Start of Source material
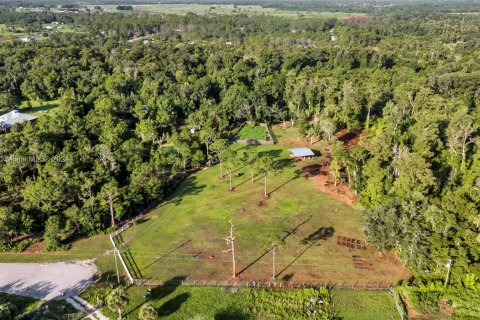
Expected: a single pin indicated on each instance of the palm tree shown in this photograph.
(148, 312)
(117, 300)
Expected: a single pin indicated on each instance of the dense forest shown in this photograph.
(120, 138)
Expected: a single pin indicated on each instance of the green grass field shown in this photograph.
(200, 9)
(251, 132)
(222, 303)
(27, 308)
(184, 236)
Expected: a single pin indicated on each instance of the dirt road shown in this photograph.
(46, 281)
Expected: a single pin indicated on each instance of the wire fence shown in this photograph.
(370, 286)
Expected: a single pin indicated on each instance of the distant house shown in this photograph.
(13, 117)
(301, 153)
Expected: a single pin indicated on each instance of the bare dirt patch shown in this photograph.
(319, 175)
(37, 247)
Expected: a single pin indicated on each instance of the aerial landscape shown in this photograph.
(239, 159)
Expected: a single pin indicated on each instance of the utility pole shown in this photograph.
(231, 242)
(116, 264)
(449, 267)
(273, 261)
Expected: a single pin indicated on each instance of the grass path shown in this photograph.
(183, 237)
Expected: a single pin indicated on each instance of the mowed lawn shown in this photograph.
(184, 236)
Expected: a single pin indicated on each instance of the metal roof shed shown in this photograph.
(302, 152)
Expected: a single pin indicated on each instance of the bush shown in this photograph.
(291, 304)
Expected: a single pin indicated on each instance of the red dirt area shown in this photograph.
(320, 176)
(350, 138)
(322, 180)
(37, 247)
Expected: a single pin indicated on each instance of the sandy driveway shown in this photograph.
(46, 281)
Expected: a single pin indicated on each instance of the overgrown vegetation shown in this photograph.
(17, 307)
(183, 302)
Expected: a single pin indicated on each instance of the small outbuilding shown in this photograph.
(13, 117)
(301, 153)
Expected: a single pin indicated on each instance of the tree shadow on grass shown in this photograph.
(289, 233)
(167, 254)
(294, 230)
(232, 313)
(173, 305)
(160, 292)
(297, 175)
(322, 233)
(187, 188)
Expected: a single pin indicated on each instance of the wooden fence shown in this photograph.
(371, 286)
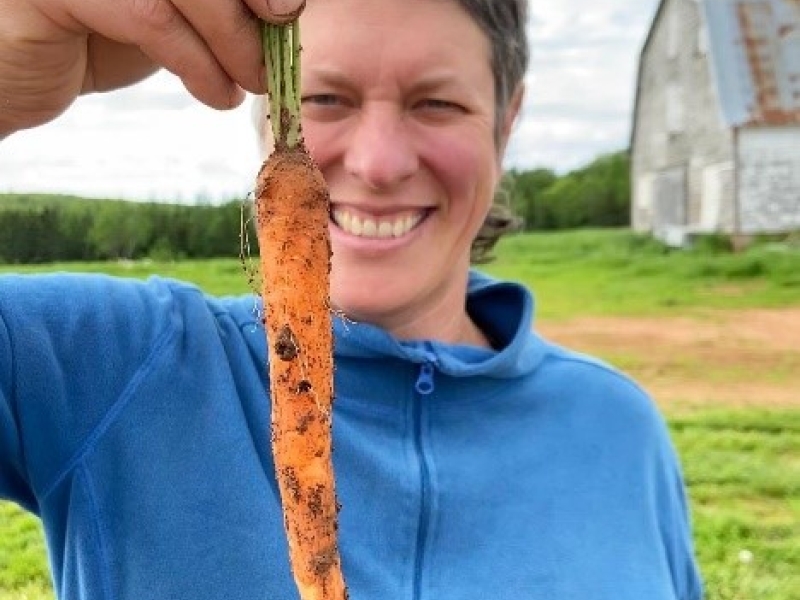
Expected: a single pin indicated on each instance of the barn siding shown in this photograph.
End of Source material
#### The problem
Each line above gets copied exactly; leave the pictures out.

#### Result of this task
Expected: a single pin indicated on each instance of the palm tree shown in this photograph.
(148, 312)
(117, 300)
Expected: a single pin indicated on each instance of the dense forest shown in this photograph.
(120, 138)
Expected: a single pin indicated on each instance of the green grass field shown in this photograph.
(200, 9)
(251, 132)
(222, 303)
(27, 308)
(184, 236)
Expected: a single pin indicated on each instance of the dirt road shown in this photograph.
(46, 281)
Expected: a single pin indicated on each instance of the wire fence shown in this photograph.
(370, 286)
Expected: a single pin indicated on each instance of the distant house shown in this photograph.
(13, 117)
(301, 153)
Expected: a single pin indicated on each instance of the bare dirt patch shown in this photograph.
(319, 175)
(37, 247)
Expected: a single pin indicated on each instance of the aerial landscape shown in this photograph.
(239, 159)
Expected: a single pin indicated on each instance of the utility pole shown in this photograph.
(231, 242)
(116, 264)
(449, 267)
(273, 261)
Expected: a single pin indicated on each instance of the grass path shown in this photograph.
(183, 237)
Expected: a single pin indicated on each instance of the mowed lawn shown in this photograph.
(184, 236)
Expected: a single pin indicated on each instance of the metal roof shed shown in this photograph.
(302, 152)
Expected: a single pin indicated on each instance of the bush shown in this photograph.
(291, 304)
Expected: a single pin indicated on each instance of the red dirt area shown in this photograph.
(320, 176)
(350, 138)
(322, 180)
(37, 247)
Expected: a single pin indicated on each instance of the sandy driveway shown in this photograph.
(46, 281)
Expected: a single pin indicated on each instance of the overgrown vegetation shown in this photograph.
(17, 307)
(183, 302)
Expected: a single pin indicated on each instance of the small outbuilding shown in this photograph.
(13, 117)
(301, 153)
Expected: a single pin indicated on each instance of the tree shadow on grass shown in this photograph.
(289, 233)
(167, 254)
(294, 230)
(232, 313)
(173, 305)
(160, 292)
(297, 175)
(322, 233)
(187, 188)
Expected: a single pin indicated on each instance of the wooden fence shown in this photograph.
(371, 286)
Expected: a single pin indicated on each instance of the barn siding shown in this photograph.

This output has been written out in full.